**AVAILABLE DATA**
____________
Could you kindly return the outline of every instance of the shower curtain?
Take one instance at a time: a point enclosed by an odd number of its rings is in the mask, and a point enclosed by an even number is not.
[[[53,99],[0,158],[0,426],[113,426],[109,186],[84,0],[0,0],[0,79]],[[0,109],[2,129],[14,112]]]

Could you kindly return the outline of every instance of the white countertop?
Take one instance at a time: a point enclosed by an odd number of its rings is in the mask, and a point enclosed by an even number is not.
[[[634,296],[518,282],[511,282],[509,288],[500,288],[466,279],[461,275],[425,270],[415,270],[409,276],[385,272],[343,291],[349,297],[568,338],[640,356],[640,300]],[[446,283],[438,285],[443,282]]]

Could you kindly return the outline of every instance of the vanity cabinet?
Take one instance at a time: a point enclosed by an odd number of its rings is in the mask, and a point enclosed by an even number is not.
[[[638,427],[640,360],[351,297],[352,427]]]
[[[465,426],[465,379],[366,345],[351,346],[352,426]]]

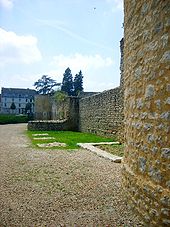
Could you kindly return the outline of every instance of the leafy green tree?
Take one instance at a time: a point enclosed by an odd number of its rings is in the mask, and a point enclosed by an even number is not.
[[[67,93],[64,91],[56,91],[54,94],[55,100],[59,103],[64,102],[68,97]]]
[[[74,77],[74,95],[77,96],[81,91],[83,91],[83,75],[80,70]]]
[[[59,86],[60,83],[56,83],[55,80],[51,79],[51,77],[43,75],[41,79],[34,83],[35,89],[38,94],[41,95],[52,95],[54,94],[53,88],[55,86]]]
[[[15,110],[16,109],[16,106],[15,106],[15,103],[14,102],[11,103],[10,108],[11,108],[11,110]]]
[[[14,110],[16,109],[14,102],[11,103],[10,109],[12,110],[12,113],[14,113]]]
[[[25,113],[27,114],[28,120],[33,120],[32,104],[28,102],[25,105]]]
[[[72,96],[74,94],[73,76],[71,74],[70,68],[67,68],[63,74],[61,91],[66,92],[69,96]]]
[[[25,105],[25,113],[32,113],[32,104],[30,102],[28,102],[26,105]]]
[[[10,108],[11,108],[11,110],[15,110],[16,109],[16,106],[15,106],[14,102],[11,103],[11,107]]]

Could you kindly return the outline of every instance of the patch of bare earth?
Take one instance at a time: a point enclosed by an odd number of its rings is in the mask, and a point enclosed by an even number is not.
[[[0,125],[0,226],[142,226],[124,200],[121,164],[31,148],[25,130]]]

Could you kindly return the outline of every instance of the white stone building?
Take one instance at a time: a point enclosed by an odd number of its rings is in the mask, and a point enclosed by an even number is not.
[[[34,96],[36,91],[23,88],[1,89],[1,114],[34,113]],[[27,110],[27,107],[30,107]]]

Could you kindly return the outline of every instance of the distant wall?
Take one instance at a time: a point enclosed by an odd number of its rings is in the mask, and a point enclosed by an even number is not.
[[[67,97],[62,102],[53,101],[52,119],[67,120],[68,130],[79,129],[79,98]]]
[[[53,100],[52,103],[53,120],[68,119],[69,113],[70,113],[70,98],[66,98],[64,101]]]
[[[52,119],[52,97],[49,95],[35,96],[35,120]]]
[[[29,127],[47,128],[39,120],[64,121],[64,128],[90,132],[123,141],[123,93],[118,87],[85,98],[67,97],[57,102],[51,96],[35,96],[35,120]],[[65,123],[67,122],[67,124]],[[57,126],[56,126],[57,127]],[[54,128],[50,126],[49,128]],[[61,127],[60,127],[61,128]]]
[[[80,131],[121,138],[122,127],[123,97],[120,87],[80,99]]]
[[[88,96],[96,95],[96,94],[99,94],[99,93],[100,92],[84,92],[84,91],[82,91],[82,92],[79,93],[78,97],[79,98],[86,98]]]
[[[125,193],[146,226],[170,226],[170,1],[124,9]]]
[[[78,131],[78,124],[79,98],[68,97],[63,102],[57,102],[48,95],[35,97],[35,121],[29,122],[29,130]]]
[[[28,130],[30,131],[67,131],[68,121],[51,121],[51,120],[39,120],[29,121]]]

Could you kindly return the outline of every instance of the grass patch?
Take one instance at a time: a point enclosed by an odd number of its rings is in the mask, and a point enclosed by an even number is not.
[[[0,124],[26,123],[28,117],[25,115],[0,114]]]
[[[35,136],[33,134],[44,134],[48,133],[49,137],[54,137],[55,139],[49,140],[34,140]],[[50,149],[77,149],[77,143],[98,143],[98,142],[113,142],[115,139],[105,138],[102,136],[97,136],[89,133],[82,132],[71,132],[71,131],[27,131],[29,138],[32,141],[32,144],[36,147],[37,144],[41,143],[51,143],[51,142],[60,142],[66,143],[66,147],[53,147]],[[41,137],[41,136],[36,136]],[[42,136],[44,137],[44,136]],[[41,148],[42,149],[42,148]],[[48,149],[48,148],[45,148]]]
[[[110,154],[117,155],[117,156],[120,156],[120,157],[124,156],[124,145],[123,144],[121,144],[121,145],[114,145],[114,144],[103,145],[102,144],[102,145],[97,145],[97,147],[104,150],[104,151],[107,151]]]

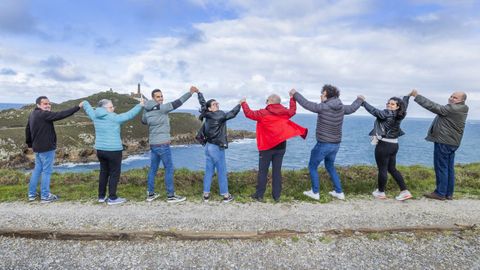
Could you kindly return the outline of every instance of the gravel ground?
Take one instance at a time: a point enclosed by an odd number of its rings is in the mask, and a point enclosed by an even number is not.
[[[0,237],[0,269],[480,269],[480,232],[332,237],[327,229],[480,224],[479,200],[316,203],[1,203],[0,228],[292,229],[269,240],[56,241]]]
[[[328,204],[154,201],[117,206],[15,202],[0,203],[0,217],[0,228],[318,232],[340,228],[480,224],[480,200],[348,200]]]

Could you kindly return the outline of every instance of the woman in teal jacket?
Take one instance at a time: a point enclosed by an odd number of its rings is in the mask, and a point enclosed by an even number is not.
[[[117,184],[120,178],[122,165],[122,139],[120,137],[121,125],[134,118],[143,107],[143,99],[131,110],[116,114],[115,107],[109,99],[98,102],[93,109],[88,101],[83,103],[85,113],[92,119],[95,126],[95,149],[100,161],[100,175],[98,184],[98,202],[107,201],[109,205],[124,203],[127,200],[117,197]],[[108,184],[108,199],[106,191]]]

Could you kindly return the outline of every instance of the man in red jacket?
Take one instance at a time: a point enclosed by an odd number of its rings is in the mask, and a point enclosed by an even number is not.
[[[245,98],[240,101],[245,117],[257,121],[258,178],[257,190],[252,198],[258,201],[262,201],[265,194],[270,163],[272,163],[272,196],[276,202],[280,200],[282,160],[287,148],[287,139],[295,136],[301,136],[303,139],[307,137],[306,128],[289,120],[297,110],[293,96],[290,95],[289,109],[282,106],[280,102],[280,97],[273,94],[268,97],[265,109],[252,111]]]

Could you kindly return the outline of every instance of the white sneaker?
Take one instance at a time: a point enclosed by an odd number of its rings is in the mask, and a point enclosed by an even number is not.
[[[408,199],[411,199],[413,196],[412,194],[410,193],[410,191],[408,190],[404,190],[402,192],[400,192],[400,194],[398,194],[397,197],[395,197],[395,199],[397,201],[405,201],[405,200],[408,200]]]
[[[387,195],[385,195],[385,192],[380,192],[378,191],[378,189],[375,189],[374,192],[372,192],[372,195],[373,197],[377,198],[377,199],[381,199],[381,200],[384,200],[387,198]]]
[[[328,192],[328,194],[332,195],[339,200],[345,200],[345,194],[343,192],[337,193],[335,190]]]
[[[314,200],[320,200],[320,193],[313,193],[313,191],[310,189],[308,191],[304,191],[303,195],[308,196]]]
[[[108,199],[107,204],[108,205],[116,205],[116,204],[122,204],[126,201],[127,201],[127,199],[118,197],[115,200]]]

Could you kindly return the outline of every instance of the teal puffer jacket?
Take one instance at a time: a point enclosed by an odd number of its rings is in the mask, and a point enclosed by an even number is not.
[[[134,118],[141,110],[140,104],[125,113],[108,112],[105,108],[93,109],[88,101],[84,101],[83,109],[95,126],[95,149],[102,151],[123,150],[120,137],[121,125]]]

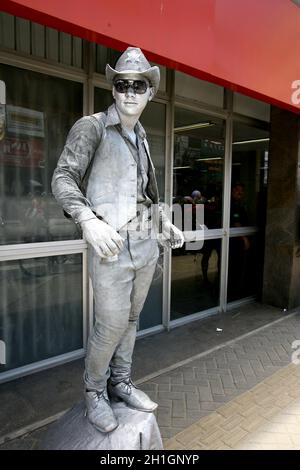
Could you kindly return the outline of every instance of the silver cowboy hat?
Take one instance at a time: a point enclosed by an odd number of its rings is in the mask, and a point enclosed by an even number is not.
[[[151,67],[148,60],[138,47],[128,47],[125,52],[119,57],[113,69],[109,64],[106,65],[106,79],[109,83],[113,83],[116,76],[134,74],[146,77],[151,86],[154,88],[155,93],[159,87],[160,71],[155,65]]]

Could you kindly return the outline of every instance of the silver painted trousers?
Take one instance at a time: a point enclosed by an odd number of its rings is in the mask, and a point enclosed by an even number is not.
[[[95,324],[85,360],[87,389],[103,390],[131,375],[139,314],[152,282],[159,249],[147,234],[124,231],[117,261],[101,260],[89,246],[89,275],[94,290]]]

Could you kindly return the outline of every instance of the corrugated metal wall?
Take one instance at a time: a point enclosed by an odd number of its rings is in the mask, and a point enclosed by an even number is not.
[[[0,47],[82,69],[83,40],[52,28],[0,13]]]

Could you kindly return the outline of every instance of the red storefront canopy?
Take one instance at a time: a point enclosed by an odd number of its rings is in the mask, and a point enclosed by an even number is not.
[[[291,0],[1,0],[3,11],[300,113]],[[299,91],[298,91],[299,90]]]

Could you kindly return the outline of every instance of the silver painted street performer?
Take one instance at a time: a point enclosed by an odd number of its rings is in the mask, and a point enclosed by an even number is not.
[[[110,400],[152,412],[157,404],[131,381],[136,326],[155,271],[158,230],[172,248],[182,232],[159,206],[155,170],[139,122],[158,90],[159,68],[129,47],[106,66],[114,104],[79,119],[53,175],[52,191],[88,243],[95,325],[85,362],[89,421],[101,432],[118,422]]]

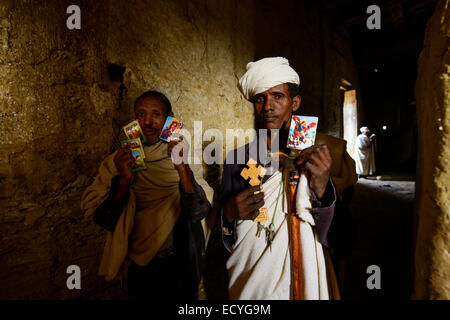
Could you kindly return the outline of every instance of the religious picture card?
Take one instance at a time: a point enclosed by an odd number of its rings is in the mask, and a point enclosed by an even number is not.
[[[142,147],[141,139],[130,139],[130,140],[124,140],[121,142],[122,148],[135,150],[139,149],[142,153],[142,158],[145,158],[144,148]]]
[[[141,139],[144,143],[147,141],[137,120],[124,126],[123,131],[125,131],[128,139]]]
[[[167,117],[166,123],[164,124],[164,127],[161,131],[161,135],[159,138],[161,140],[164,140],[166,142],[169,142],[171,140],[171,137],[178,136],[178,133],[183,128],[183,122],[173,118],[173,117]]]
[[[287,147],[303,150],[312,146],[316,140],[318,117],[292,116]]]
[[[147,167],[144,162],[144,150],[142,148],[141,139],[130,139],[122,141],[122,148],[127,148],[131,150],[131,155],[133,156],[135,163],[130,164],[131,172],[136,172],[140,170],[144,170]]]

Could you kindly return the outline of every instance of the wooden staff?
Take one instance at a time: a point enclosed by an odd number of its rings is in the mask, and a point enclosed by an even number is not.
[[[291,267],[292,267],[292,294],[294,300],[303,300],[303,261],[300,241],[300,219],[296,215],[295,195],[299,181],[299,173],[296,170],[289,171],[289,203],[290,203],[290,234],[291,234]]]

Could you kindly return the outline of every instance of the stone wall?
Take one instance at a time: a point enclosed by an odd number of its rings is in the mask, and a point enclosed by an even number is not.
[[[248,61],[285,55],[305,110],[338,135],[340,77],[355,77],[345,40],[315,6],[285,1],[286,19],[272,1],[84,0],[81,30],[68,30],[71,4],[0,3],[0,299],[123,297],[96,276],[105,231],[83,220],[80,198],[142,91],[166,93],[189,130],[195,120],[203,130],[252,128],[237,80]],[[273,28],[262,28],[263,12]],[[284,42],[264,39],[286,22]],[[66,288],[72,264],[82,290]]]
[[[103,234],[81,221],[80,196],[109,151],[114,93],[105,90],[104,6],[81,2],[83,28],[66,28],[68,1],[0,3],[0,298],[88,294]],[[65,288],[66,267],[86,290]]]
[[[416,83],[416,299],[450,299],[449,44],[450,1],[441,0],[427,25]]]
[[[136,0],[111,6],[106,54],[109,63],[126,68],[126,112],[140,93],[156,89],[191,132],[195,120],[203,129],[251,128],[252,106],[236,89],[254,51],[247,3]]]

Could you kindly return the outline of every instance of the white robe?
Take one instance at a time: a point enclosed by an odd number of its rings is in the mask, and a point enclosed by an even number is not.
[[[281,171],[274,173],[263,185],[264,207],[272,221],[277,196],[282,180]],[[291,259],[289,248],[289,216],[286,183],[282,191],[275,216],[275,236],[272,250],[266,245],[265,232],[256,236],[257,224],[252,220],[239,220],[237,240],[227,261],[230,299],[288,300],[291,292]],[[301,176],[297,190],[296,206],[300,222],[300,236],[303,258],[303,284],[305,299],[339,298],[337,282],[331,259],[324,253],[312,226],[311,201],[308,181]]]
[[[356,138],[356,149],[356,173],[362,175],[373,174],[376,170],[374,146],[365,134],[360,134]]]

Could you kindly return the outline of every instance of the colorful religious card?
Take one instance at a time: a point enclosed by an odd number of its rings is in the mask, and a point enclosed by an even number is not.
[[[129,124],[124,126],[123,131],[125,131],[128,139],[141,139],[144,143],[145,141],[147,141],[137,120],[134,120],[133,122],[130,122]]]
[[[173,135],[177,135],[180,132],[180,130],[183,128],[183,125],[183,122],[173,117],[167,117],[166,123],[164,124],[159,138],[161,140],[169,142]]]
[[[130,139],[124,140],[121,142],[122,148],[127,148],[131,150],[131,155],[133,156],[135,163],[130,165],[131,172],[136,172],[140,170],[144,170],[147,167],[145,166],[144,158],[144,150],[142,148],[141,139]]]
[[[303,150],[312,146],[316,140],[318,117],[292,116],[287,147]]]
[[[124,140],[121,141],[122,144],[122,148],[126,148],[126,149],[130,149],[130,150],[135,150],[135,149],[139,149],[141,154],[142,154],[142,158],[145,158],[145,153],[144,153],[144,149],[142,147],[142,142],[141,139],[130,139],[130,140]]]

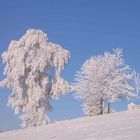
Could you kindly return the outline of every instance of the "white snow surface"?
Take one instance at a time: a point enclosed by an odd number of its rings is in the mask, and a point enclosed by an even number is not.
[[[3,132],[0,140],[140,140],[140,110]]]

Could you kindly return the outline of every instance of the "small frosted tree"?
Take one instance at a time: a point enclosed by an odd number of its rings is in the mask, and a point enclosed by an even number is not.
[[[75,76],[74,91],[77,98],[84,100],[87,115],[109,113],[110,102],[137,96],[136,73],[125,64],[122,49],[113,51],[91,57]]]
[[[2,54],[6,78],[2,87],[12,90],[8,105],[19,114],[23,127],[47,124],[50,99],[59,99],[70,85],[61,72],[70,58],[69,51],[48,41],[41,30],[30,29],[19,41],[11,41]]]
[[[83,104],[84,113],[88,116],[99,115],[101,113],[99,101],[96,102],[85,102]]]

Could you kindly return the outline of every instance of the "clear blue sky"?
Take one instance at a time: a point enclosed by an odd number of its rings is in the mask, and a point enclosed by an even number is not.
[[[75,72],[92,55],[123,48],[126,62],[140,73],[139,0],[1,0],[0,54],[11,40],[18,40],[29,28],[39,28],[49,40],[71,52],[63,77],[73,82]],[[0,79],[3,76],[0,59]],[[6,106],[10,91],[0,89],[0,130],[19,128],[20,121]],[[53,101],[50,119],[83,116],[81,101],[72,94]],[[118,111],[125,103],[114,104]]]

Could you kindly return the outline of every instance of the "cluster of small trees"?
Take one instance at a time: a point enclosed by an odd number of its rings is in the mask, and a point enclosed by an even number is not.
[[[6,78],[1,87],[12,90],[8,105],[19,114],[23,127],[49,123],[50,99],[73,91],[83,99],[87,115],[110,113],[110,103],[138,97],[140,78],[123,59],[122,49],[91,57],[70,84],[62,76],[70,53],[51,43],[41,30],[30,29],[19,41],[11,41],[2,54]]]
[[[74,90],[87,115],[110,113],[110,103],[138,96],[139,74],[123,59],[122,49],[91,57],[77,72]]]

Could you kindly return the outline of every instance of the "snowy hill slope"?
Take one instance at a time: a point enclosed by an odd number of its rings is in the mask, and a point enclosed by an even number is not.
[[[140,140],[140,110],[5,132],[0,140]]]

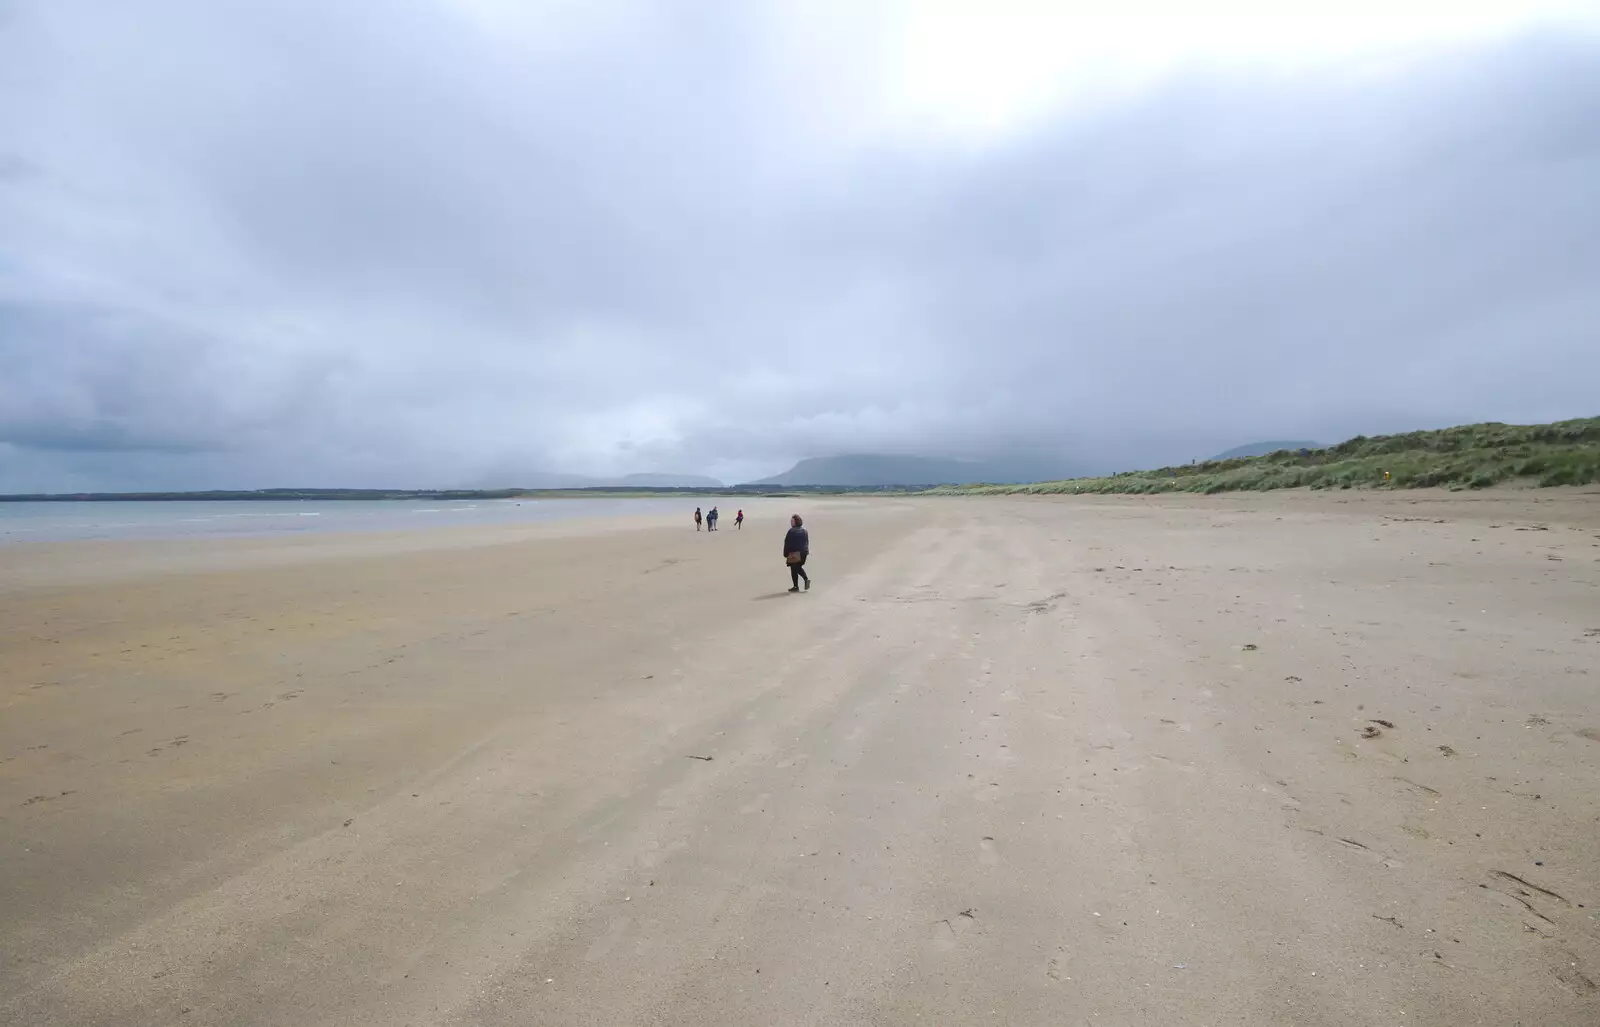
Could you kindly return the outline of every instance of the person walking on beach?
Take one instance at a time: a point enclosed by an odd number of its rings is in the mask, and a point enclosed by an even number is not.
[[[789,518],[789,533],[783,536],[783,559],[789,565],[789,580],[794,582],[791,592],[800,591],[800,582],[811,588],[811,575],[806,573],[806,557],[811,555],[811,536],[806,533],[805,521],[799,514]]]
[[[706,530],[707,531],[716,531],[717,530],[717,508],[716,507],[712,507],[711,509],[706,511]]]
[[[694,508],[694,530],[700,530],[700,508],[698,506]]]
[[[743,531],[744,530],[744,511],[743,510],[740,510],[738,513],[733,515],[733,530],[734,531]]]

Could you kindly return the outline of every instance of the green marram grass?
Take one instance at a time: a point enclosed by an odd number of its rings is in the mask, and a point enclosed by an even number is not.
[[[1387,481],[1384,472],[1388,472]],[[1031,485],[950,485],[947,495],[1260,492],[1268,489],[1477,489],[1506,481],[1600,482],[1600,417],[1555,424],[1468,424],[1405,435],[1357,436],[1337,446],[1207,460],[1109,478]]]

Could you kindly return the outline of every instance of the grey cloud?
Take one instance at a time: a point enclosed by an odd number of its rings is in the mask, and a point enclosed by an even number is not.
[[[1192,69],[955,145],[864,137],[858,52],[649,10],[529,46],[443,6],[18,5],[0,490],[1594,413],[1592,38]]]

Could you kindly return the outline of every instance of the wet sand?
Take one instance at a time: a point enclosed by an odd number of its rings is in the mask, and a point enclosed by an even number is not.
[[[0,548],[0,1023],[1600,1022],[1600,493],[720,505]]]

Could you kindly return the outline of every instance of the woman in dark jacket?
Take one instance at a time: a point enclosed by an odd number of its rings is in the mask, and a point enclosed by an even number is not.
[[[789,533],[783,536],[783,558],[789,564],[789,580],[794,582],[791,592],[800,591],[800,582],[811,587],[811,576],[806,573],[806,557],[811,555],[811,536],[802,527],[805,522],[799,514],[789,518]]]

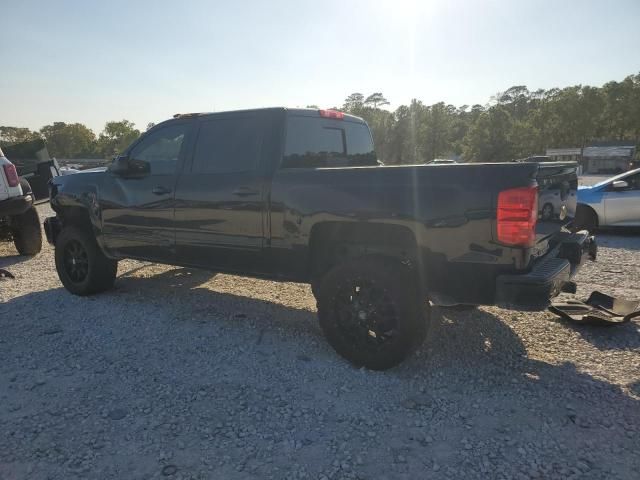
____________
**EXERCISE PROMPT**
Begin at the first line of the records above and restate each line word for word, stopping after the line with "the white countertop?".

**RESULT OF THIS TASK**
Could you kindly return the outline of every instance of the shower curtain?
Take one instance at a time: a point enclosed by an odd number of its rings is in the mask, and a point enclosed by an even number is not.
[[[53,99],[0,158],[0,426],[113,426],[109,186],[84,0],[0,0],[0,79]],[[0,109],[2,129],[14,112]]]

Could you kindly return the outline of every instance of the white countertop?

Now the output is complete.